→ SELECTED EXTRACT
━━━━━━━━━━━━━━━━
According to a further aspect of the present invention, the coefficient limiting unit may be arranged for limiting the number of transform domain coefficients in a frame in dependence of the original number of sound parameters in the frame. For example, the number of selected additional coefficients may be small if the original number of coefficients is large. In this way, the total number of coefficients may be kept approximately constant, or at least below a certain maximum. Alternatively, the number of additional coefficients may be kept approximately constant or below a certain maximum.
The number of additional coefficients may be limited in various ways. In a particularly advantageous embodiment, the number of additional coefficients in a frame is equal to: six if the original number of coefficients is smaller than three, four if the original number of coefficients is between three and five, two if the original number of coefficients is greater than four.
It will be understood, however, that these numbers may depend on the particular frame length and other considerations, such as the energy of the respective sinusoidal components, and will generally depend on the particular embodiment. In particular, the numbers stated above may apply per frequency band, preferably per ERB band or similar band, as the well-known ERB (Equivalent Rectangular Bandwidth) scale takes psycho-acoustic considerations into account.
━━━━━━━━━━━━━━━━
→ RECORDED DATA
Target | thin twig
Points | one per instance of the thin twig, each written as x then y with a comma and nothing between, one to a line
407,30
━━━━━━━━━━━━━━━━
→ TASKS TO CARRY OUT
1. In the excerpt on coefficient limiting, what does the abbreviation ERB stand for?
2. Decide whether each statement agrees with the excerpt on coefficient limiting. Answer yes or no and quote the deciding words.
(a) Limiting the additional coefficients can keep the total number of coefficients approximately constant.
(b) When the original number of coefficients is large, the number of selected additional coefficients may also be large.
(c) The stated numbers may apply per frequency band.
3. List every factor that the excerpt on coefficient limiting names as something the numbers of additional coefficients may depend on.

→ EXERCISE RESULTS
1. Equivalent Rectangular Bandwidth

2.
(a) Yes: "In this way, the total number of coefficients may be kept approximately constant, or at least below a certain maximum."
(b) No: "the number of selected additional coefficients may be small if the original number of coefficients is large."
(c) Yes: "the numbers stated above may apply per frequency band"

3.
- The particular frame length
- The energy of the respective sinusoidal components
- The particular embodiment